# Can someone pls help me ID this lil fella



## Tidy_1200 (Nov 5, 2012)

Was found in Dampier Peninsula WA, and bipedals when he runs... http://i1222.photobucket.com/albums/dd481/vt_calais_85/IMAG0780.jpg


----------



## JrFear (Nov 5, 2012)

im no good with dragon species but ima go with _Amphibolurus gilberti_ or _A. temporalis_

good chance i am wrong tho!


----------



## Stuart (Nov 5, 2012)

Judging by the facial colouring and the "ridge" along its back, I would hazard a guess at it being a Gilberts Dragon _lophognathus gilberti _(Tata Lizard). Did it have a peculiar habit of "waving" when he stopped running?


----------



## Snowman (Nov 5, 2012)

SniperCap said:


> Judging by the facial colouring and the "ridge" along its back, I would hazard a guess at it being a Gilberts Dragon _lophognathus gilberti _(Tata Lizard). Did it have a peculiar habit of "waving" when he stopped running?


Agree. Seen heaps of them up at Karratha.


----------



## Tristan (Nov 5, 2012)

damn it SniperCap beat me too it TaTa dragon, i used to catch tons of them up in the kimberly's


----------



## eipper (Nov 5, 2012)

============

* **Problem set**
[1] Answer these questions about the lizard ID thread.
(a) Where was the lizard found?
(b) Which two species does JrFear suggest?
(c) Where does Snowman say he has seen many of them?
[2] Update the lizard ID thread by rewriting the stretch from "## Tristan (Nov" through "eipper (Nov 5, 2012)" with "catch" changed to "spot".

* **Records provided**
============

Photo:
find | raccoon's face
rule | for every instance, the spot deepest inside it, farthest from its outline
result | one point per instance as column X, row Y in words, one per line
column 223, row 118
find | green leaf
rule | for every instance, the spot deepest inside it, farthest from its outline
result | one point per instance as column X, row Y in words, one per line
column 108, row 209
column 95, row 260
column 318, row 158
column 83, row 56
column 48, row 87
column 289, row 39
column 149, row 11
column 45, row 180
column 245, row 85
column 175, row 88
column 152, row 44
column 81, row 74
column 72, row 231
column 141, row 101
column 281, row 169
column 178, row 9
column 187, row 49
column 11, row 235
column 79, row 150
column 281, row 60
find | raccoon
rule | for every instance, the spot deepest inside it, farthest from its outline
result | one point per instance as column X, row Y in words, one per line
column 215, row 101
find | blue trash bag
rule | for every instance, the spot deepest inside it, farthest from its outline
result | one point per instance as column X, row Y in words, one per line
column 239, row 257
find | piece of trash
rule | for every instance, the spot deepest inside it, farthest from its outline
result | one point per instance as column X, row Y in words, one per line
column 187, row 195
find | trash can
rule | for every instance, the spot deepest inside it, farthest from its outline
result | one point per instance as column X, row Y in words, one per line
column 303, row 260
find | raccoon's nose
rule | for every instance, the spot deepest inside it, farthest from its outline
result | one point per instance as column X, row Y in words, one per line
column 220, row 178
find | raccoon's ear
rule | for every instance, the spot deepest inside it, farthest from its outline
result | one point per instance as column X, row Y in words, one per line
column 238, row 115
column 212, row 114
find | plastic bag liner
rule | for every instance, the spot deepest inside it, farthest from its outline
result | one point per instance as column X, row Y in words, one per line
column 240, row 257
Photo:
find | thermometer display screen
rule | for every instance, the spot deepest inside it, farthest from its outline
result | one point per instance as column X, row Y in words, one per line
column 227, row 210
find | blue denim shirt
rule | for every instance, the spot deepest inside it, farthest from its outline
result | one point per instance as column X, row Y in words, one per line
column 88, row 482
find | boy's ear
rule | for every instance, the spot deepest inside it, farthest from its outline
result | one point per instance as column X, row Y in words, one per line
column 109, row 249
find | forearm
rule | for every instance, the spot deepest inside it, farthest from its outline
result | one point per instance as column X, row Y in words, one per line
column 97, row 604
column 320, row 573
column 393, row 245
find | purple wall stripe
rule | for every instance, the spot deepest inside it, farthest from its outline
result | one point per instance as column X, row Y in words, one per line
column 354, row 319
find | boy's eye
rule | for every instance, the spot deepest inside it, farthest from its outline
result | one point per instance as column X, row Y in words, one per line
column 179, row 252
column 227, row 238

============

* **Solutions below**
[1]
(a) Dampier Peninsula WA
(b) _Amphibolurus gilberti_ or _A. temporalis_
(c) Karratha

[2]
## Tristan (Nov 5, 2012)

damn it SniperCap beat me too it TaTa dragon, i used to spot tons of them up in the kimberly's


----------



## eipper (Nov 5, 2012)